---------- Source data ----------
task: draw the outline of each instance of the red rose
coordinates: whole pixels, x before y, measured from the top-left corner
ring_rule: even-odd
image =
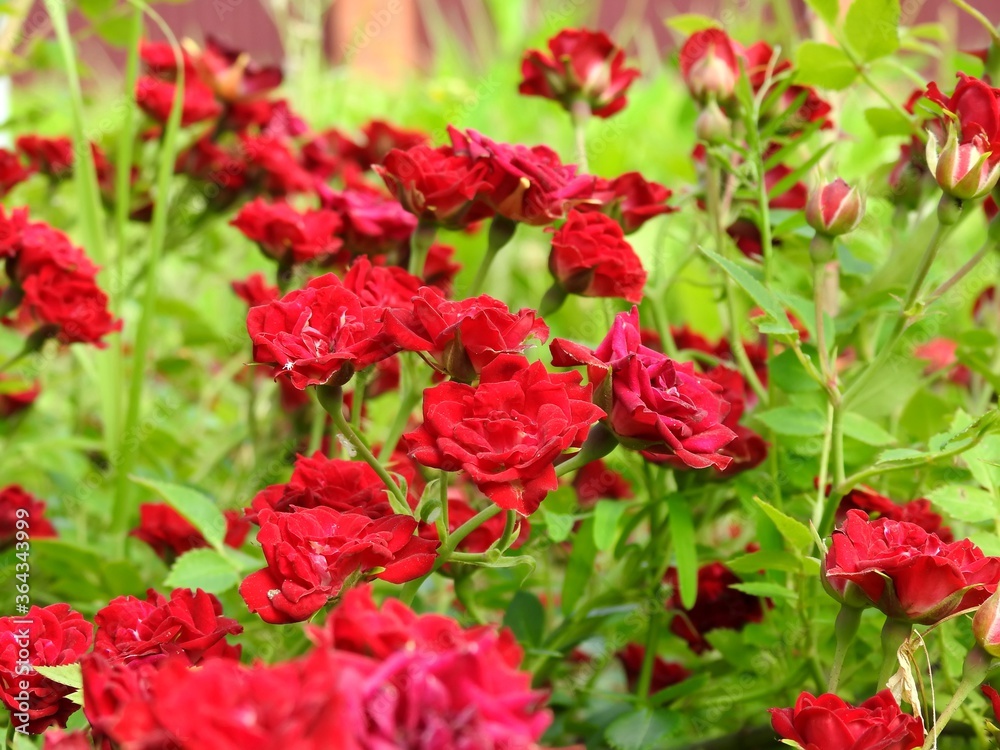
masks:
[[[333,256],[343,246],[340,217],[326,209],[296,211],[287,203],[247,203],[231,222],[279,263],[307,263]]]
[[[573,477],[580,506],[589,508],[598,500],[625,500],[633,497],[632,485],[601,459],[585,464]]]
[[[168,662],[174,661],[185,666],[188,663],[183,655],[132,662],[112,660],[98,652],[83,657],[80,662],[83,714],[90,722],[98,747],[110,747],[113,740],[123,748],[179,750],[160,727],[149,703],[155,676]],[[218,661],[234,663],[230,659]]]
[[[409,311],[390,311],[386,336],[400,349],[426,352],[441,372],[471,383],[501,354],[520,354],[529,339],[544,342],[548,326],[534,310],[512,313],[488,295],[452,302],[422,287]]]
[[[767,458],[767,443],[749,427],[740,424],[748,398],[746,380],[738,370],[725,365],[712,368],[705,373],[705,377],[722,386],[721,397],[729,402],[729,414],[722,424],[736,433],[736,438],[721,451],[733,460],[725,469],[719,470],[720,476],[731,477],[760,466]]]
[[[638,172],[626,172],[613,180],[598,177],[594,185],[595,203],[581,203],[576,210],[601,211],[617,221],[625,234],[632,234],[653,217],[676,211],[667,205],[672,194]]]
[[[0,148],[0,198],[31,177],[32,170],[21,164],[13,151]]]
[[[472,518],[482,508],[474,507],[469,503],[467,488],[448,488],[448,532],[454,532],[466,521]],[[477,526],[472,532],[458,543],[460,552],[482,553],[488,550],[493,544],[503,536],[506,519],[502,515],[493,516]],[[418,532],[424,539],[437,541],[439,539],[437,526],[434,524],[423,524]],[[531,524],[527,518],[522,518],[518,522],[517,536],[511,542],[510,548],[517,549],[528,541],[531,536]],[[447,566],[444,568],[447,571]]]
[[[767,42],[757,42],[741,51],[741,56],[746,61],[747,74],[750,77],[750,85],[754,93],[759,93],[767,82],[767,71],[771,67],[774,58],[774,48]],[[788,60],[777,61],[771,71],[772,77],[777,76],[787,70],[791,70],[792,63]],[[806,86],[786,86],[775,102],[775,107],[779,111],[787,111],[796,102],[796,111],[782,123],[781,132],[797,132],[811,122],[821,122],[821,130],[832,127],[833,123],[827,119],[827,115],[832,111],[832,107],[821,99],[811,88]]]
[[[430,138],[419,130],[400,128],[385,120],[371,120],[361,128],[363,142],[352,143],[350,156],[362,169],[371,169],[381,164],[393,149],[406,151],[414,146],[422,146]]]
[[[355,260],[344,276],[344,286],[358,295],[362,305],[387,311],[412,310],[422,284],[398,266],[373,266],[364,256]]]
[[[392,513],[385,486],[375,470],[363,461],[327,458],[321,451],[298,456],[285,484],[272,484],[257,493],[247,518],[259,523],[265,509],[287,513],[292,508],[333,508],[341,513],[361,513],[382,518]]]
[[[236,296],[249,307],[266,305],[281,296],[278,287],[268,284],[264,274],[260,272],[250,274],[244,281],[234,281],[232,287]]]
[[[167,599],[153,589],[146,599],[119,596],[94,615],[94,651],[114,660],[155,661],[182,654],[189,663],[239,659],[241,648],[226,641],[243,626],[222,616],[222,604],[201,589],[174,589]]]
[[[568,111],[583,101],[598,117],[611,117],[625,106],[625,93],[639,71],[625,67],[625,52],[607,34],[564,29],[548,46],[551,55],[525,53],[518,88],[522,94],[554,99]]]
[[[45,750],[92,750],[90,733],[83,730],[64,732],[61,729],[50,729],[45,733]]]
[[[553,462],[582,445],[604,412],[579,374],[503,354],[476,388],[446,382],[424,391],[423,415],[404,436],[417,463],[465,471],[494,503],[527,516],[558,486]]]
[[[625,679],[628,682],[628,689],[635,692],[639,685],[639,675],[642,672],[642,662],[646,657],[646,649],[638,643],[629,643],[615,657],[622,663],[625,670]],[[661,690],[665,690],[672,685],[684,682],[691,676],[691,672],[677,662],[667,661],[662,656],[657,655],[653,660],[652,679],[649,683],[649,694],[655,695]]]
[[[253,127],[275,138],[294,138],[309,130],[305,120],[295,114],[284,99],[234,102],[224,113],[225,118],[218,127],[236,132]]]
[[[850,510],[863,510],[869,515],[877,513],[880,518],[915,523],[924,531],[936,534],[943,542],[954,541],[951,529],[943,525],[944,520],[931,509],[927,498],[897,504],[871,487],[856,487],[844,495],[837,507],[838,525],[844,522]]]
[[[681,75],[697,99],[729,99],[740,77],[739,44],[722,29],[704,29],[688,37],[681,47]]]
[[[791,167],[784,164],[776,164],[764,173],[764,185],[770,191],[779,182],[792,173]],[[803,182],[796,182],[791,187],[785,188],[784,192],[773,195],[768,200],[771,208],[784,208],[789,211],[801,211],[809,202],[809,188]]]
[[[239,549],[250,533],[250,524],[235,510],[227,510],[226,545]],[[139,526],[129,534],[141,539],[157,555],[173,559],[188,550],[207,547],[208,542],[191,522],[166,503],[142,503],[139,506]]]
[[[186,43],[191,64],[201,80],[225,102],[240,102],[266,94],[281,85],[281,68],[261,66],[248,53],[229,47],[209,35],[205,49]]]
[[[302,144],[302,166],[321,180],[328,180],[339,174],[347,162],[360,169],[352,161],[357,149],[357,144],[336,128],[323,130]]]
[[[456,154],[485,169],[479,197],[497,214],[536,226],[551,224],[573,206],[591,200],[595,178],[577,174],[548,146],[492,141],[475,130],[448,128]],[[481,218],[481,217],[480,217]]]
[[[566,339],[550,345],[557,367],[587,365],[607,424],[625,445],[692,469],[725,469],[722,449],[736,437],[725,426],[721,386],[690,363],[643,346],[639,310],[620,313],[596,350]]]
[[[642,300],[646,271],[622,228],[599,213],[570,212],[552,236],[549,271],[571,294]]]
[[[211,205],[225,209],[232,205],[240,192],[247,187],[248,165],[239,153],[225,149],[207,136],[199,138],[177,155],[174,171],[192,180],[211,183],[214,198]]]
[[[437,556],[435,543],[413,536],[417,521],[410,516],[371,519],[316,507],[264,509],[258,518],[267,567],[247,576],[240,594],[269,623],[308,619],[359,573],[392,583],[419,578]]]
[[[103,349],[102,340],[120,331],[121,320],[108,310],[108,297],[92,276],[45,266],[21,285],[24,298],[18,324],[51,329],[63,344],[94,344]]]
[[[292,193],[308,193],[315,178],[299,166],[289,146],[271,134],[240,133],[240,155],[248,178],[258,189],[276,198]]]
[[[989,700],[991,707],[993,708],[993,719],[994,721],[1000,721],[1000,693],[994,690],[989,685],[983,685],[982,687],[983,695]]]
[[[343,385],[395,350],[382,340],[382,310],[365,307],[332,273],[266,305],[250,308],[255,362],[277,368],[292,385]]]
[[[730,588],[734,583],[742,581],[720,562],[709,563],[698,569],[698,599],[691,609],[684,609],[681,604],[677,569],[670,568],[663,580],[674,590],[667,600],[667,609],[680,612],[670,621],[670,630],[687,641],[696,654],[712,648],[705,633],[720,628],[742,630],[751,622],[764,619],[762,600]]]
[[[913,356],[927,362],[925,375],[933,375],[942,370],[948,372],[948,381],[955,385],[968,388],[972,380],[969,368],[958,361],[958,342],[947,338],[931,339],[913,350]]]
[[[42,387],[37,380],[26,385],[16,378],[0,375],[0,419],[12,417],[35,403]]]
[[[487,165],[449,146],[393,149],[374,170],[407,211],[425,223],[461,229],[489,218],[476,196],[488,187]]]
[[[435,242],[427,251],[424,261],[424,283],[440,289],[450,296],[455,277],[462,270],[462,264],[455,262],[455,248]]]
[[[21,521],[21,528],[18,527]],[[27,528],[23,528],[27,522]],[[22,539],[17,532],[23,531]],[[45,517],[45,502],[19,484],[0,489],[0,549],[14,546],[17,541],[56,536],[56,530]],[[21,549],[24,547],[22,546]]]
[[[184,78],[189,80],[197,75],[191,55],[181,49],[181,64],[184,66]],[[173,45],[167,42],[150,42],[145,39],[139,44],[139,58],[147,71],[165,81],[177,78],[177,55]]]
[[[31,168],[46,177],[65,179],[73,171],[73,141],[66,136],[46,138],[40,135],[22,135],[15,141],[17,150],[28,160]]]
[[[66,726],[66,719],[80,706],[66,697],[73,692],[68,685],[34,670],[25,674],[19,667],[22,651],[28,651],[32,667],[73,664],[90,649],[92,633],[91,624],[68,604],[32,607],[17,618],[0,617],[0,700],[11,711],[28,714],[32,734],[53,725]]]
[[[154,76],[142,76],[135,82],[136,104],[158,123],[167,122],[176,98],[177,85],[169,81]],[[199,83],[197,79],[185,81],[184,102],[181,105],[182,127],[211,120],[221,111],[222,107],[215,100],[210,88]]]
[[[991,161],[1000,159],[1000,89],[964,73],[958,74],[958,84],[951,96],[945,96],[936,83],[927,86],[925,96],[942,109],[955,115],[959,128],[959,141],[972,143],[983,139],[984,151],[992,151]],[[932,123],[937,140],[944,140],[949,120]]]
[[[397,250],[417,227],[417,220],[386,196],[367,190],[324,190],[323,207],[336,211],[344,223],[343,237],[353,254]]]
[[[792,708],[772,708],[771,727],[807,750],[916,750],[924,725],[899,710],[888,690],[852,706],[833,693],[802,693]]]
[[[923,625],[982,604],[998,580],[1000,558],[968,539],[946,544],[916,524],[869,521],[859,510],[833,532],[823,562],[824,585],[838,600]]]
----------
---------- Source data ----------
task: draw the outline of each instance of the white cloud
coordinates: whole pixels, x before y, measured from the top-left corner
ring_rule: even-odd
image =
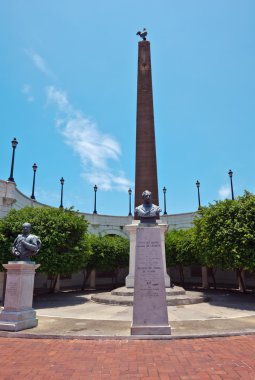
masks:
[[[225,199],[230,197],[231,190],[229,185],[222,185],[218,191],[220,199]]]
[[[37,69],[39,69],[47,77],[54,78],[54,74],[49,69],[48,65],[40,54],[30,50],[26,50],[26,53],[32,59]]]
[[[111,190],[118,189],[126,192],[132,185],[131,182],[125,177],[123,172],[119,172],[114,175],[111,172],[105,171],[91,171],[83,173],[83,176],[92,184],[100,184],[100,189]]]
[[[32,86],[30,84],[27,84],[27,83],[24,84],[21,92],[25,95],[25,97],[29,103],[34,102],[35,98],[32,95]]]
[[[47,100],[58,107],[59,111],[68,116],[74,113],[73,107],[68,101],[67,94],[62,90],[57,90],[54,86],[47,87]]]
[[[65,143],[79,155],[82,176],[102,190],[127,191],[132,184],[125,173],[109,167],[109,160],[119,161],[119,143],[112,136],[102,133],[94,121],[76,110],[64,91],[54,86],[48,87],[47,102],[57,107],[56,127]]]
----------
__Problem statement__: A copy of each line above that holds the word "instance" is the expected answer.

__Response__:
task: draw the outline of each instance of the red rose
task: draw the outline of each instance of the white cloud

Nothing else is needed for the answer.